Information supplied: Begin
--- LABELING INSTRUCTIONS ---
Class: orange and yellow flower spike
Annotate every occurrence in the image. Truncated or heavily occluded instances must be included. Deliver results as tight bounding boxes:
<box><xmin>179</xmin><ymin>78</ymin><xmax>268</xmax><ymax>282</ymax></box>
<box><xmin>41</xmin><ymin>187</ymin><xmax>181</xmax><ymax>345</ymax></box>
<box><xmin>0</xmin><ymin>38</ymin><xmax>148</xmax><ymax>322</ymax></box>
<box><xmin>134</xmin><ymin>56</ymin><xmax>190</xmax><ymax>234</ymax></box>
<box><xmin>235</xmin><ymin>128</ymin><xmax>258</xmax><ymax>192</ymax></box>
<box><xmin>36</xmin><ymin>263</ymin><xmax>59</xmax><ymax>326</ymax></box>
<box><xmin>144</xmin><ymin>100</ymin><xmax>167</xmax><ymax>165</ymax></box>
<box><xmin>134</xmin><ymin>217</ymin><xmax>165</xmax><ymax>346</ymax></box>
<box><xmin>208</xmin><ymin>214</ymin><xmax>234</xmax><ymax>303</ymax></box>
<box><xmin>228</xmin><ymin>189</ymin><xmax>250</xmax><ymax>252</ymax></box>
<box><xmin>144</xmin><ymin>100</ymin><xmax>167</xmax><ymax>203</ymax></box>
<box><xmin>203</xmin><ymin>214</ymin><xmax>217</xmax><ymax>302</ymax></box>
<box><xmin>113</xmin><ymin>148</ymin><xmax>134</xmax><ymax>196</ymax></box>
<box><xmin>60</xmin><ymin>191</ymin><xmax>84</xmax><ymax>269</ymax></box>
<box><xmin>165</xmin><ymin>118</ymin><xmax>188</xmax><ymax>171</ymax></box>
Information supplied: End
Work to complete: What is wanted is an exact copy of the data.

Solution:
--- LABELING INSTRUCTIONS ---
Class: orange and yellow flower spike
Annotate every occurrence in the image. Truncated or heavily occluded instances must be included. Deliver results as tight bounding boxes:
<box><xmin>179</xmin><ymin>78</ymin><xmax>268</xmax><ymax>282</ymax></box>
<box><xmin>41</xmin><ymin>187</ymin><xmax>181</xmax><ymax>345</ymax></box>
<box><xmin>0</xmin><ymin>38</ymin><xmax>148</xmax><ymax>322</ymax></box>
<box><xmin>134</xmin><ymin>56</ymin><xmax>190</xmax><ymax>234</ymax></box>
<box><xmin>235</xmin><ymin>128</ymin><xmax>258</xmax><ymax>192</ymax></box>
<box><xmin>36</xmin><ymin>263</ymin><xmax>59</xmax><ymax>326</ymax></box>
<box><xmin>144</xmin><ymin>100</ymin><xmax>167</xmax><ymax>165</ymax></box>
<box><xmin>134</xmin><ymin>217</ymin><xmax>165</xmax><ymax>346</ymax></box>
<box><xmin>208</xmin><ymin>214</ymin><xmax>234</xmax><ymax>303</ymax></box>
<box><xmin>228</xmin><ymin>189</ymin><xmax>250</xmax><ymax>252</ymax></box>
<box><xmin>144</xmin><ymin>100</ymin><xmax>167</xmax><ymax>203</ymax></box>
<box><xmin>203</xmin><ymin>214</ymin><xmax>217</xmax><ymax>302</ymax></box>
<box><xmin>113</xmin><ymin>148</ymin><xmax>134</xmax><ymax>196</ymax></box>
<box><xmin>60</xmin><ymin>191</ymin><xmax>84</xmax><ymax>269</ymax></box>
<box><xmin>165</xmin><ymin>118</ymin><xmax>188</xmax><ymax>171</ymax></box>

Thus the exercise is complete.